---------- Source data ----------

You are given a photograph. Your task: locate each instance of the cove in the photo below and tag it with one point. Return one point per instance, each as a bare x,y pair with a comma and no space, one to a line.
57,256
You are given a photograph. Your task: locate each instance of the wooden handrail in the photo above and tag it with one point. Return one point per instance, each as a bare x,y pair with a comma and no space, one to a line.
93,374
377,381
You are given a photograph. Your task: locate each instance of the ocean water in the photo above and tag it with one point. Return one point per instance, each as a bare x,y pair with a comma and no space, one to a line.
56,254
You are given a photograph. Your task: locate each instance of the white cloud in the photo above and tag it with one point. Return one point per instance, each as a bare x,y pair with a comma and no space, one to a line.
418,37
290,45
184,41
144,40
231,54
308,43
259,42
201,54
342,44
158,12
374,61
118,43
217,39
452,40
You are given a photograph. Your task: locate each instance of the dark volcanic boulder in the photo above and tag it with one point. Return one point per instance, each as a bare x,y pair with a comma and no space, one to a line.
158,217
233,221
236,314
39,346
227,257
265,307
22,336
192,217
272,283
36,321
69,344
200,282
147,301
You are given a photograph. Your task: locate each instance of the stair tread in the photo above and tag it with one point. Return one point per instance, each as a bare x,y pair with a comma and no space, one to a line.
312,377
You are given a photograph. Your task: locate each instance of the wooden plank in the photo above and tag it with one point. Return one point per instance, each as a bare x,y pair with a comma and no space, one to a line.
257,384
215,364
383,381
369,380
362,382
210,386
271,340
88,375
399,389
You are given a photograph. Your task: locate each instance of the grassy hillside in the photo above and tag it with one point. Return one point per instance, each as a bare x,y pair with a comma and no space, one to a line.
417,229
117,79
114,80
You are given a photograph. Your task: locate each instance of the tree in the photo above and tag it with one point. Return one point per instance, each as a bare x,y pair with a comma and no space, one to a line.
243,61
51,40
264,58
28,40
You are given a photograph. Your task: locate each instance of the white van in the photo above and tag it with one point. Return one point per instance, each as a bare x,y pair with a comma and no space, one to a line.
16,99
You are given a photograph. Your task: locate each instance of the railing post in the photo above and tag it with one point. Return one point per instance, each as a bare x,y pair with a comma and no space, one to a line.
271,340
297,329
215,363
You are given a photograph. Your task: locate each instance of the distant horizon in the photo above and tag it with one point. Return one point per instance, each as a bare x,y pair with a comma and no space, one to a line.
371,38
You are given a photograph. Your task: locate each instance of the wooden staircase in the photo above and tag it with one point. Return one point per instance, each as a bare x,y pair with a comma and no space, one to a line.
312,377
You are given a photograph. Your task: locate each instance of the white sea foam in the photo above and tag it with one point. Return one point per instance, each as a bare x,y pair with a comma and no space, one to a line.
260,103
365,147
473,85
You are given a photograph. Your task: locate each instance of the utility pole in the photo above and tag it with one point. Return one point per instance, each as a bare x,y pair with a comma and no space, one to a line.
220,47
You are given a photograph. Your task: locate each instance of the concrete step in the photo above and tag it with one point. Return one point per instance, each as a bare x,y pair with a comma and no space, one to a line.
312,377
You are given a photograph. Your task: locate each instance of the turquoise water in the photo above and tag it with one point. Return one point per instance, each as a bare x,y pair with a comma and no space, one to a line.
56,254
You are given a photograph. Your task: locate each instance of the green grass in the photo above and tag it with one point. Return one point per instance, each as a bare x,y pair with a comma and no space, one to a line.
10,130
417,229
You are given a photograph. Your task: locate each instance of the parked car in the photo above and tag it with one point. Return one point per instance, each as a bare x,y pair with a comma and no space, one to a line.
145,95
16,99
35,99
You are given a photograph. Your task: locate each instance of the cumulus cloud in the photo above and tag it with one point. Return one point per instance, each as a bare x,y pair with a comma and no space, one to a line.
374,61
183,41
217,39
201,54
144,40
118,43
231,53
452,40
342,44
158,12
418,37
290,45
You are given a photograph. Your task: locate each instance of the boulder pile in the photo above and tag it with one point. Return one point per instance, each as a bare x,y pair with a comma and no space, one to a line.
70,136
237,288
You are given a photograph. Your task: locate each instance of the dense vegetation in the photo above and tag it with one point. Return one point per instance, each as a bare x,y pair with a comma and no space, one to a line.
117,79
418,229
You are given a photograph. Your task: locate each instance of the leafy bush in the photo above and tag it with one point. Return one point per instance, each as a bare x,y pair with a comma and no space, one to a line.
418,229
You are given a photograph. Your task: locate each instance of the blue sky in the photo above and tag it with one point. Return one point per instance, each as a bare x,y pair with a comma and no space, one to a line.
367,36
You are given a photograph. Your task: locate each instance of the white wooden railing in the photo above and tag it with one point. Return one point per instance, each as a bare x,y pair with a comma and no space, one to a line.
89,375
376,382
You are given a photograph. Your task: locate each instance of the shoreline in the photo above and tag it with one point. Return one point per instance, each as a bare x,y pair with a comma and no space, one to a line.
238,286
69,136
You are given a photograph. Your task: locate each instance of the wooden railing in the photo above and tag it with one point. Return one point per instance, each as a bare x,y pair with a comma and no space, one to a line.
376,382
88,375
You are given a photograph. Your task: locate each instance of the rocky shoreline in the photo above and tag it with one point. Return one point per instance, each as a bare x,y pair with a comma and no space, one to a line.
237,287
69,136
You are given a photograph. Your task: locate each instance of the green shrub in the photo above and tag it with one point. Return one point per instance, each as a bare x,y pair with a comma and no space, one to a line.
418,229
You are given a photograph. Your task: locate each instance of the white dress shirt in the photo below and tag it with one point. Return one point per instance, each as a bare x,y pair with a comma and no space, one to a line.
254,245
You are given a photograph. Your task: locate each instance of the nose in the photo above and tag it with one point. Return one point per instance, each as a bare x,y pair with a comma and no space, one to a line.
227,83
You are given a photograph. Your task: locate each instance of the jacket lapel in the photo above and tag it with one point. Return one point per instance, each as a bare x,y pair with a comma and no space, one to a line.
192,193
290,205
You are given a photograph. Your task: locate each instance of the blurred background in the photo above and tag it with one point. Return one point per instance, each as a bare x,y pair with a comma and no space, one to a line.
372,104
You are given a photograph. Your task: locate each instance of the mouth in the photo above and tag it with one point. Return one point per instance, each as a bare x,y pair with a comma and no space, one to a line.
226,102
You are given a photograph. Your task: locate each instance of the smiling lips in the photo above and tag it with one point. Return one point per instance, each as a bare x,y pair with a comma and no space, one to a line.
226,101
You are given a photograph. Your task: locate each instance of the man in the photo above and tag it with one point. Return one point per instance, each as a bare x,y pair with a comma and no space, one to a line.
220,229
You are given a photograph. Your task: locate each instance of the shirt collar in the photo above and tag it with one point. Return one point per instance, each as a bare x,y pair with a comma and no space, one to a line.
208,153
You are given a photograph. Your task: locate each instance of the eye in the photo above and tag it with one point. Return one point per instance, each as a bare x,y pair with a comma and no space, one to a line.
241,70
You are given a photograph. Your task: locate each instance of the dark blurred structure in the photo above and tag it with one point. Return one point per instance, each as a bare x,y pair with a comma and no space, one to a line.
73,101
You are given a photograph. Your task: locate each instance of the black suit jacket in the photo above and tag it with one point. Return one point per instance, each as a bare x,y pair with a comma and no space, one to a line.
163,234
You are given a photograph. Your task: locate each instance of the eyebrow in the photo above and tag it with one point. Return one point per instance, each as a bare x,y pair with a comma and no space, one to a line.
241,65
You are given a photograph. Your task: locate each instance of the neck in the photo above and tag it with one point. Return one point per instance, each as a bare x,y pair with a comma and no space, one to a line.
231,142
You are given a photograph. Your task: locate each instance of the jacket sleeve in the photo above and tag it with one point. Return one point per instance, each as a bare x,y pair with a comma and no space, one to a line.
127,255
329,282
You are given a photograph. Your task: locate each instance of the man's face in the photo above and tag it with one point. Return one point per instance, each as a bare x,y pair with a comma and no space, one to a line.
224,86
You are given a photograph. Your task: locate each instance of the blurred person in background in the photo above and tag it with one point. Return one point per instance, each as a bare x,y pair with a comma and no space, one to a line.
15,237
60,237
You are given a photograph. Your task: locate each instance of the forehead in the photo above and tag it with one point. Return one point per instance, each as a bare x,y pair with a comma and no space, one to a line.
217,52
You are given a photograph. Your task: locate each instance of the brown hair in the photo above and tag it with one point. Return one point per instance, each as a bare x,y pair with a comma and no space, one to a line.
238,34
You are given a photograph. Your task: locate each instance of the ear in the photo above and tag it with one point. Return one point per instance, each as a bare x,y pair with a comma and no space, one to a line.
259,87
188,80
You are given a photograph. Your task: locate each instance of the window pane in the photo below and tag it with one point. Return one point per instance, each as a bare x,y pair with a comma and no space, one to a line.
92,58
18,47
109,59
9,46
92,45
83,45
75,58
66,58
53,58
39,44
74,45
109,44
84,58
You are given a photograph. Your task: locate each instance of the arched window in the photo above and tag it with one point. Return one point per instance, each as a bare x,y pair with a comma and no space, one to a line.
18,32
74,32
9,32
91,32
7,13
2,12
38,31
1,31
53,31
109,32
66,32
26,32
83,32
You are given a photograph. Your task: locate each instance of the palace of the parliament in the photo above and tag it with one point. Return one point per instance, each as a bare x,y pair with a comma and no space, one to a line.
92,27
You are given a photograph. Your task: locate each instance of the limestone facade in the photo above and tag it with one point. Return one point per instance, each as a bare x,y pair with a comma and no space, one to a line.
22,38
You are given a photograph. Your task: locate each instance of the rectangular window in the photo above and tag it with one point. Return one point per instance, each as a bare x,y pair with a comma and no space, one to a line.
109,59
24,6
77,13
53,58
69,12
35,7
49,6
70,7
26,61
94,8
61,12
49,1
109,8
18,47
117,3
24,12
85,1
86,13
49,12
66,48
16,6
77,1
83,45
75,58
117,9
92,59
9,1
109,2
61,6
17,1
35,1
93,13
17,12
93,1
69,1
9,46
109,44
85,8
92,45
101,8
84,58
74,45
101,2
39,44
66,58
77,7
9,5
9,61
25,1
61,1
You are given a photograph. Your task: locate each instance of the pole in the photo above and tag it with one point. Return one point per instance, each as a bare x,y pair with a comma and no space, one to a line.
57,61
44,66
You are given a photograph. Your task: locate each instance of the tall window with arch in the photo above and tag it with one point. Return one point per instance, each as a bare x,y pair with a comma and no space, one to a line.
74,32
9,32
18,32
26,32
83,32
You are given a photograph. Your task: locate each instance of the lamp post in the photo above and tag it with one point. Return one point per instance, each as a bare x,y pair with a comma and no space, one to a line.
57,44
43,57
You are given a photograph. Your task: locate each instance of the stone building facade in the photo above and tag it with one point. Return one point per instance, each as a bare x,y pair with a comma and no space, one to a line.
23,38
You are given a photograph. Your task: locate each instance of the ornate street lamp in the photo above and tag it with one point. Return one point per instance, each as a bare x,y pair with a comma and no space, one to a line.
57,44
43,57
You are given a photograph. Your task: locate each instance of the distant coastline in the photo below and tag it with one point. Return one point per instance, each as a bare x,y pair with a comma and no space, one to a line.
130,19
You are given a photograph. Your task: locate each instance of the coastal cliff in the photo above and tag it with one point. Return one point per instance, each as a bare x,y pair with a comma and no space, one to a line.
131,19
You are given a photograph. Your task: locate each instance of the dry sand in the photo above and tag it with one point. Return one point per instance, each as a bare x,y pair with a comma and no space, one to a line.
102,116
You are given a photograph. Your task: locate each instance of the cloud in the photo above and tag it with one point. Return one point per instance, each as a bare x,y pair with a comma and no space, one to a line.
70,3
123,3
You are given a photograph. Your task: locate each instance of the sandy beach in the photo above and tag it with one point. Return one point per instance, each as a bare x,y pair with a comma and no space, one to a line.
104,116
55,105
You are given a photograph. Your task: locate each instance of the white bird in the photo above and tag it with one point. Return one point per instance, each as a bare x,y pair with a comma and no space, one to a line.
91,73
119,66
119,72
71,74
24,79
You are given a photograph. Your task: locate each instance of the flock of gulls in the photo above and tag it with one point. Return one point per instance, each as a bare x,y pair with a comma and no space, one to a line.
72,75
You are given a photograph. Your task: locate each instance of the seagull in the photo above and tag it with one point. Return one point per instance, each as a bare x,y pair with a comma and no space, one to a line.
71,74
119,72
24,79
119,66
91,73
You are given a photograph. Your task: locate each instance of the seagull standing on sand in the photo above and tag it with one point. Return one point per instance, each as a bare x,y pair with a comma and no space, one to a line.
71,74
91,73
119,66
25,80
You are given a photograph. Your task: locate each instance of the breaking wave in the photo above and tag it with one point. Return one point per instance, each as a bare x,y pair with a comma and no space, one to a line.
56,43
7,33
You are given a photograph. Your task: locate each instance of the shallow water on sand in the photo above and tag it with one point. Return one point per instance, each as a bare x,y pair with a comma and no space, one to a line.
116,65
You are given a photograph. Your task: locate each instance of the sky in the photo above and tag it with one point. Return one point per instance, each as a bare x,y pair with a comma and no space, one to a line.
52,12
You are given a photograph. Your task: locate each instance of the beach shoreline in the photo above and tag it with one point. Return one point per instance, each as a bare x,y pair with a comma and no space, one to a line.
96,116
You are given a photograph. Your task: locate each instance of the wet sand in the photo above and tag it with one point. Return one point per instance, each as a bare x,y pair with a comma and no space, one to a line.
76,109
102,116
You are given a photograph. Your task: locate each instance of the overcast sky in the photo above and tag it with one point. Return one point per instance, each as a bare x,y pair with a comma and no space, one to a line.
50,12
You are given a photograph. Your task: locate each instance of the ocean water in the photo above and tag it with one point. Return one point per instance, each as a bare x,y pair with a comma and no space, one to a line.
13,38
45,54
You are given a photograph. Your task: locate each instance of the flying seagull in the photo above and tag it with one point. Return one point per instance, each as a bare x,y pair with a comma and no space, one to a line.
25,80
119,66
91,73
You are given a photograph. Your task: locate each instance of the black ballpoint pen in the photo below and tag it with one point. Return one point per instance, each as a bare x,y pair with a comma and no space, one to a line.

----------

**Brief**
The required output is the lines from the one holding "of the flying" through the last line of the entries above, copied exactly.

**Answer**
You are given a photograph. Your task: locate each instance of the flying seagull in the photo above and tag it with one point. Return one point per instance, each as a bare x,y pair with a comma and no space, one to a line.
25,80
119,66
91,73
You are given a photograph. Your task: locate each instance of the black ballpoint pen in the photo below and tag it with one point. Return one point per instance, each as a bare x,y pair with a comma and no space, one to a line.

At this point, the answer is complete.